The exercise:
Rewrite the records, starting at the line that contains "Ground bird's wing." and continuing through the end of the records, with "Ground" replaced by "Locate" and everything else left unchanged. Omit the pictures from your answer.

+---+

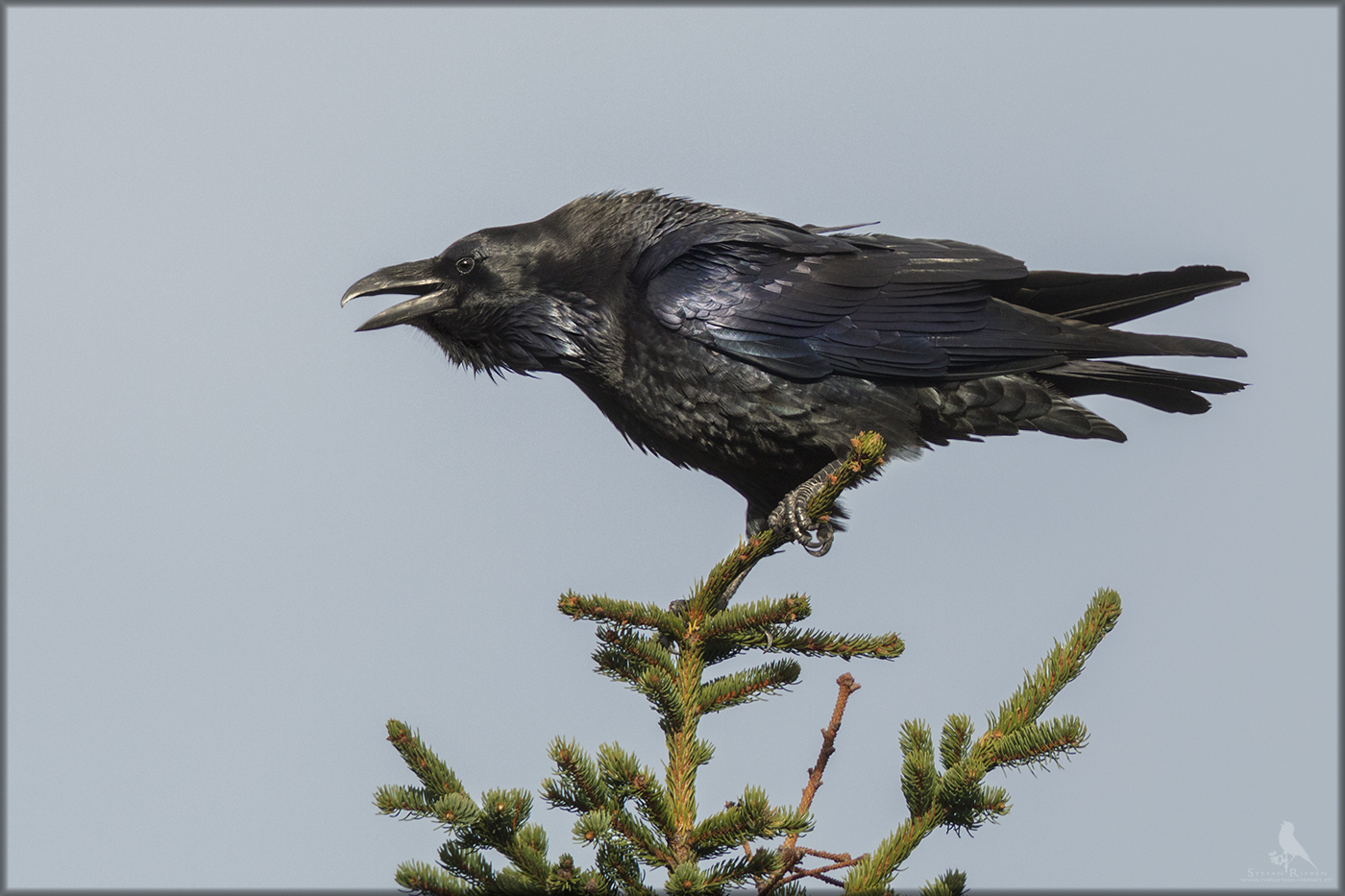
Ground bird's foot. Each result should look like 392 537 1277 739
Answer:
767 460 844 557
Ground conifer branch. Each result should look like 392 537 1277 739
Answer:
698 659 801 714
374 433 1120 896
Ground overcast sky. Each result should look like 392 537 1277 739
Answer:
6 6 1339 889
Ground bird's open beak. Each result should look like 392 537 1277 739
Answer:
340 258 451 332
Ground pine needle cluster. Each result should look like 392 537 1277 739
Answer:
374 433 1120 896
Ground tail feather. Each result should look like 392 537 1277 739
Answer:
996 265 1247 327
1035 360 1247 414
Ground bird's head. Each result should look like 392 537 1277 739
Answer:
340 218 616 374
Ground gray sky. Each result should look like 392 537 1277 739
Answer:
7 7 1339 889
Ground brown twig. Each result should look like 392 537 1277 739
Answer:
757 672 860 896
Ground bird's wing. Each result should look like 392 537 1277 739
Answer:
636 219 1241 379
640 221 1103 378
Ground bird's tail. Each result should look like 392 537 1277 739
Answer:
995 265 1247 327
1033 360 1247 414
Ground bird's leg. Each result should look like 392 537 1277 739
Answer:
767 460 844 557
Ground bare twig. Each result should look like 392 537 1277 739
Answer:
757 672 860 896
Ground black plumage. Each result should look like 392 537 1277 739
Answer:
342 191 1247 531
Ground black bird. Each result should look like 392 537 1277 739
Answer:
342 190 1247 553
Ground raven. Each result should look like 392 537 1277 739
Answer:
342 190 1247 554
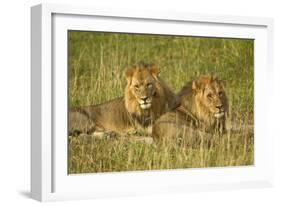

+---+

Correct answer:
Locate bird's wing. Each result should look like 392 537 1277 739
Answer:
636 219 1241 379
640 221 1103 378
Locate bird's tail. Each result should look like 392 537 1277 739
Answer:
995 265 1247 327
1033 360 1247 414
Locate bird's leg. Each result should look like 392 537 1277 739
Answer:
767 460 844 557
Locate bare twig. Each result should look like 392 537 1277 739
Answer:
757 672 860 896
Locate black plumage. Each result should look like 392 537 1277 739
Answer:
342 191 1247 531
Locate black bird. Each result should look like 392 537 1277 739
Answer:
342 190 1247 553
Locate raven. Each result should look like 392 537 1277 739
Answer:
342 190 1247 554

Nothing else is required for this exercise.